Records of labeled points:
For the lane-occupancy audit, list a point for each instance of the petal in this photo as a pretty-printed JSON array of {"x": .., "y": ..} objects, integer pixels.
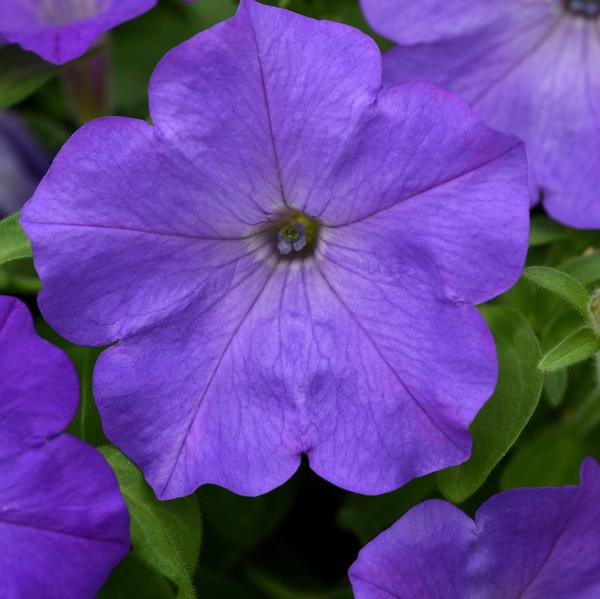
[
  {"x": 535, "y": 77},
  {"x": 410, "y": 369},
  {"x": 422, "y": 556},
  {"x": 419, "y": 138},
  {"x": 125, "y": 233},
  {"x": 38, "y": 384},
  {"x": 449, "y": 185},
  {"x": 526, "y": 543},
  {"x": 198, "y": 400},
  {"x": 265, "y": 84},
  {"x": 432, "y": 20},
  {"x": 542, "y": 542},
  {"x": 63, "y": 523},
  {"x": 22, "y": 22}
]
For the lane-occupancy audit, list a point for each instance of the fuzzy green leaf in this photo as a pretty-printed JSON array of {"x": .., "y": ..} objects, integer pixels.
[
  {"x": 21, "y": 74},
  {"x": 14, "y": 244},
  {"x": 561, "y": 284},
  {"x": 503, "y": 418},
  {"x": 165, "y": 534},
  {"x": 575, "y": 348}
]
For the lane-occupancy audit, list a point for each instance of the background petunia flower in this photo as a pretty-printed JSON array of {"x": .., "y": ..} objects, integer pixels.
[
  {"x": 22, "y": 164},
  {"x": 62, "y": 30},
  {"x": 63, "y": 523},
  {"x": 528, "y": 68},
  {"x": 288, "y": 260},
  {"x": 524, "y": 543}
]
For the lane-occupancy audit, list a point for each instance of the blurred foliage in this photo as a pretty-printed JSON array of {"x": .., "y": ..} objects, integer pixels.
[{"x": 298, "y": 541}]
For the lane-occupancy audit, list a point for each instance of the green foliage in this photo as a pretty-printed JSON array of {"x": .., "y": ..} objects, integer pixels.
[
  {"x": 578, "y": 346},
  {"x": 555, "y": 386},
  {"x": 164, "y": 534},
  {"x": 132, "y": 579},
  {"x": 551, "y": 458},
  {"x": 22, "y": 74},
  {"x": 561, "y": 284},
  {"x": 14, "y": 244},
  {"x": 504, "y": 416}
]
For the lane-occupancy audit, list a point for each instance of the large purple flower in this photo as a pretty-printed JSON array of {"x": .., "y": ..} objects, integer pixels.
[
  {"x": 61, "y": 30},
  {"x": 63, "y": 523},
  {"x": 525, "y": 543},
  {"x": 288, "y": 259},
  {"x": 529, "y": 68}
]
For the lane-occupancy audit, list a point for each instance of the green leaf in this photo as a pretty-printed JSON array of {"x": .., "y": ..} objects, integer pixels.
[
  {"x": 561, "y": 284},
  {"x": 555, "y": 386},
  {"x": 131, "y": 578},
  {"x": 575, "y": 348},
  {"x": 165, "y": 534},
  {"x": 14, "y": 244},
  {"x": 552, "y": 458},
  {"x": 21, "y": 74},
  {"x": 586, "y": 269},
  {"x": 544, "y": 231},
  {"x": 503, "y": 418}
]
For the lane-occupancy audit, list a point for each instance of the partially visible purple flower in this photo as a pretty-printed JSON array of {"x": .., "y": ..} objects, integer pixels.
[
  {"x": 528, "y": 68},
  {"x": 62, "y": 30},
  {"x": 523, "y": 544},
  {"x": 288, "y": 259},
  {"x": 63, "y": 523},
  {"x": 22, "y": 164}
]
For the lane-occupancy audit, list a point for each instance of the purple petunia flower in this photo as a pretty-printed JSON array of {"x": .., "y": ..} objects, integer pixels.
[
  {"x": 288, "y": 259},
  {"x": 529, "y": 68},
  {"x": 524, "y": 543},
  {"x": 63, "y": 523},
  {"x": 62, "y": 30},
  {"x": 22, "y": 164}
]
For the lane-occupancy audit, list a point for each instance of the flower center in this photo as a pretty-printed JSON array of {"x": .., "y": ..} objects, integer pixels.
[
  {"x": 590, "y": 9},
  {"x": 297, "y": 234}
]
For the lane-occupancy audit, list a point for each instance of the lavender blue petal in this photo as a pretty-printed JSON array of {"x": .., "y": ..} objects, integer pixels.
[
  {"x": 526, "y": 68},
  {"x": 62, "y": 30},
  {"x": 63, "y": 522},
  {"x": 523, "y": 543},
  {"x": 232, "y": 360}
]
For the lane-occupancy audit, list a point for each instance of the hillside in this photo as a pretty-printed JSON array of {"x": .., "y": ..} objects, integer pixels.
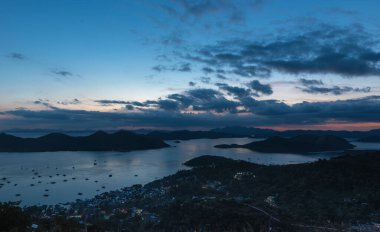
[{"x": 297, "y": 144}]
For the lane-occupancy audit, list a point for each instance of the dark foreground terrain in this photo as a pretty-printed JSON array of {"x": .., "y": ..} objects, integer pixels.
[
  {"x": 220, "y": 194},
  {"x": 99, "y": 141},
  {"x": 297, "y": 144}
]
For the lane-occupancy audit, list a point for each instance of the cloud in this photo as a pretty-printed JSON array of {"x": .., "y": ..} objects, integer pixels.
[
  {"x": 323, "y": 49},
  {"x": 317, "y": 87},
  {"x": 186, "y": 67},
  {"x": 183, "y": 67},
  {"x": 17, "y": 56},
  {"x": 62, "y": 73},
  {"x": 336, "y": 90},
  {"x": 74, "y": 101},
  {"x": 260, "y": 89},
  {"x": 237, "y": 92},
  {"x": 259, "y": 112},
  {"x": 307, "y": 82}
]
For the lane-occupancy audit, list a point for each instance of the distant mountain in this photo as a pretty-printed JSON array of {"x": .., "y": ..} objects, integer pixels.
[
  {"x": 297, "y": 144},
  {"x": 370, "y": 139},
  {"x": 186, "y": 135},
  {"x": 99, "y": 141},
  {"x": 266, "y": 133}
]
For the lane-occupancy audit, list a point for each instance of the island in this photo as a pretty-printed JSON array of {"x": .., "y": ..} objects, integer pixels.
[
  {"x": 370, "y": 139},
  {"x": 297, "y": 144},
  {"x": 221, "y": 194},
  {"x": 99, "y": 141},
  {"x": 187, "y": 135}
]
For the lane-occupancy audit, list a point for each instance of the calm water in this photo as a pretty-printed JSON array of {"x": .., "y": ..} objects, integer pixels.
[{"x": 62, "y": 175}]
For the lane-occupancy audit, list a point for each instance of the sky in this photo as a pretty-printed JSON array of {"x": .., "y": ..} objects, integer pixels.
[{"x": 189, "y": 64}]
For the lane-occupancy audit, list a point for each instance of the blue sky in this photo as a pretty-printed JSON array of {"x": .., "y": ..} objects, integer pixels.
[{"x": 189, "y": 64}]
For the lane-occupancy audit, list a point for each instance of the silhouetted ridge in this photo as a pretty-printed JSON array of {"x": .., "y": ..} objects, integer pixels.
[
  {"x": 99, "y": 141},
  {"x": 371, "y": 139},
  {"x": 297, "y": 144}
]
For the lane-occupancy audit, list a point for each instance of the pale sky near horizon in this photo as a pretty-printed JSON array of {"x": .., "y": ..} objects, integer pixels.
[{"x": 189, "y": 64}]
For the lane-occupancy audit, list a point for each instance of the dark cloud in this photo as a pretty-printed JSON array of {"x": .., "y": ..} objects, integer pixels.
[
  {"x": 207, "y": 70},
  {"x": 205, "y": 80},
  {"x": 336, "y": 90},
  {"x": 183, "y": 67},
  {"x": 112, "y": 102},
  {"x": 238, "y": 92},
  {"x": 318, "y": 87},
  {"x": 307, "y": 82},
  {"x": 220, "y": 76},
  {"x": 260, "y": 89},
  {"x": 186, "y": 67},
  {"x": 345, "y": 51},
  {"x": 265, "y": 112}
]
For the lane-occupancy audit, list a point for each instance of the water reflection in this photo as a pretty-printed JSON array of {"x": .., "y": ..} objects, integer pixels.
[{"x": 58, "y": 177}]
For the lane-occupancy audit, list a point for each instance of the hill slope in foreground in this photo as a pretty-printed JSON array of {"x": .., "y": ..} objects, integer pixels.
[
  {"x": 297, "y": 144},
  {"x": 99, "y": 141},
  {"x": 220, "y": 194}
]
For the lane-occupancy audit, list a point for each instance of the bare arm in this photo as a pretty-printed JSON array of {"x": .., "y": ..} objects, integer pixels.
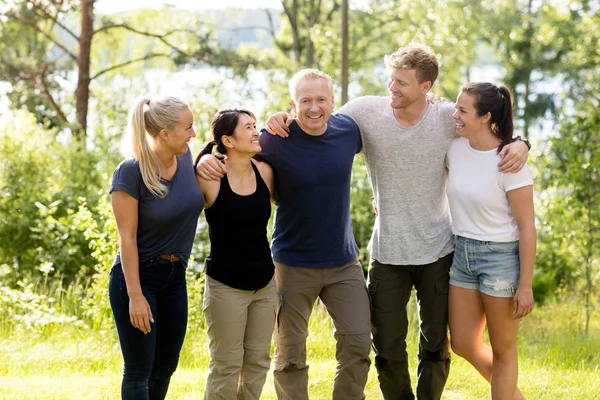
[
  {"x": 514, "y": 157},
  {"x": 266, "y": 172},
  {"x": 125, "y": 209},
  {"x": 521, "y": 203},
  {"x": 278, "y": 124},
  {"x": 210, "y": 168}
]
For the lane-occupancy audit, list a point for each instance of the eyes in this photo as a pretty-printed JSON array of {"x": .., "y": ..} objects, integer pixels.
[
  {"x": 391, "y": 81},
  {"x": 319, "y": 100}
]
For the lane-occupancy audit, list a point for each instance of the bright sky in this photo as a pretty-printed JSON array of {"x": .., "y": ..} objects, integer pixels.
[{"x": 111, "y": 6}]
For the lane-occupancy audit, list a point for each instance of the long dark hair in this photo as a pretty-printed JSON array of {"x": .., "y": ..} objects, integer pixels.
[
  {"x": 498, "y": 101},
  {"x": 223, "y": 124}
]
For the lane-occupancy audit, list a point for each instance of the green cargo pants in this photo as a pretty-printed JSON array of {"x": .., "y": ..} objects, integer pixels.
[{"x": 390, "y": 288}]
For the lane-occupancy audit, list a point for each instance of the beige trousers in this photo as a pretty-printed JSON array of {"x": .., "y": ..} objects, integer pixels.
[
  {"x": 240, "y": 327},
  {"x": 343, "y": 292}
]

WRITTEN PROBLEM ▸ Starting at the line that contains "the green cargo" and continuing through the last line of the data, rewrite those lines with "lane-occupancy audit" changed to "crowd-counting audit" and nothing else altered.

RESULT OF THE EXERCISE ▸
For the crowd-counting audit, list a point for each instance of the green cargo pants in this photo as a pretty-printed JSON array of {"x": .., "y": ..} objects, integer pixels.
[{"x": 390, "y": 288}]
For the crowd-counting audit, list a point for each instance of the beige trousers in this photo as a pretty-printed JSON array of {"x": .., "y": ..} objects, integer pixels.
[
  {"x": 240, "y": 327},
  {"x": 343, "y": 292}
]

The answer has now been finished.